• Activity: Set the records down once more so that they match the source word for word.
(Dataset excerpts)
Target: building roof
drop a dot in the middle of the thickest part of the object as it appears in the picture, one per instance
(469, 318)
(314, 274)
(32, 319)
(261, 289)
(End Dataset excerpts)
• Solution to this task:
Target: building roof
drop a dot in the middle of the thickest part of the object as it appears in the picture, one per instance
(469, 318)
(314, 274)
(32, 319)
(261, 289)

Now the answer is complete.